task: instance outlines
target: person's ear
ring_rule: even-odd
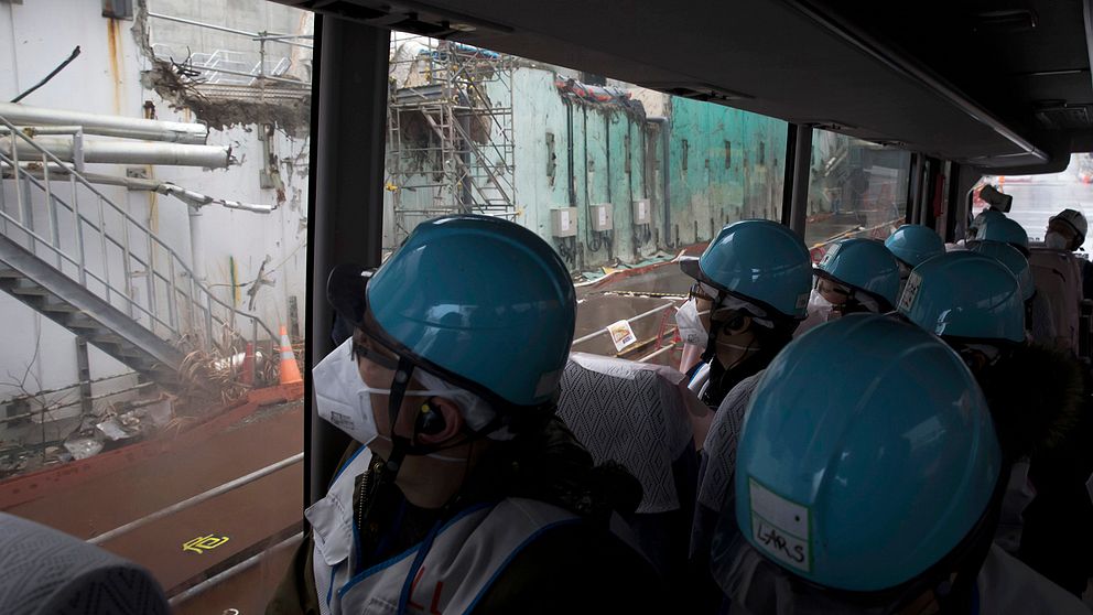
[[[739,335],[751,327],[751,316],[744,314],[737,315],[733,320],[725,323],[725,332],[729,335]]]
[[[463,431],[459,407],[443,397],[431,397],[418,409],[414,435],[421,444],[440,444]]]

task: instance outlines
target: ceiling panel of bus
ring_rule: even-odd
[[[1002,18],[986,14],[982,1],[832,2],[840,23],[940,76],[966,95],[971,111],[824,28],[800,1],[282,1],[356,19],[386,12],[411,14],[423,24],[466,24],[474,30],[451,37],[662,90],[712,89],[742,109],[837,125],[857,137],[982,164],[1037,162],[1021,155],[1021,140],[1053,152],[1058,163],[1069,142],[1048,121],[1080,121],[1082,108],[1075,116],[1073,107],[1093,104],[1078,0],[1021,0],[1007,9],[1016,17]],[[1026,8],[1035,28],[1022,29]],[[398,19],[374,23],[400,26]],[[986,114],[975,117],[976,107]],[[1010,129],[1018,143],[987,126],[984,116]]]

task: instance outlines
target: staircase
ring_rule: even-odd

Exercise details
Each line in the records above should be reproduced exactly; images are not copied.

Answer to the task
task: instance outlines
target: person's ear
ring_rule: even-odd
[[[739,335],[751,327],[751,316],[744,314],[737,315],[733,320],[725,323],[725,332],[729,335]]]
[[[463,431],[459,407],[443,397],[431,397],[418,409],[414,435],[421,444],[440,444]]]

task: instance outlines
target: ceiling panel of bus
ring_rule: even-odd
[[[1002,18],[986,14],[982,1],[832,2],[840,23],[940,76],[966,95],[971,111],[824,28],[800,1],[282,1],[356,19],[386,12],[411,14],[423,24],[466,24],[474,30],[451,37],[662,90],[712,89],[742,109],[837,125],[857,137],[982,164],[1037,162],[1021,155],[1021,140],[1053,152],[1058,163],[1069,142],[1048,121],[1080,121],[1082,108],[1075,116],[1073,107],[1093,104],[1078,0],[1021,0],[1007,9],[1016,17]],[[1026,8],[1035,28],[1022,29]],[[398,19],[374,23],[400,26]],[[986,114],[975,117],[976,107]],[[1010,129],[1018,143],[987,126],[984,116]]]

task: instance outlines
target: staircase
ring_rule: even-odd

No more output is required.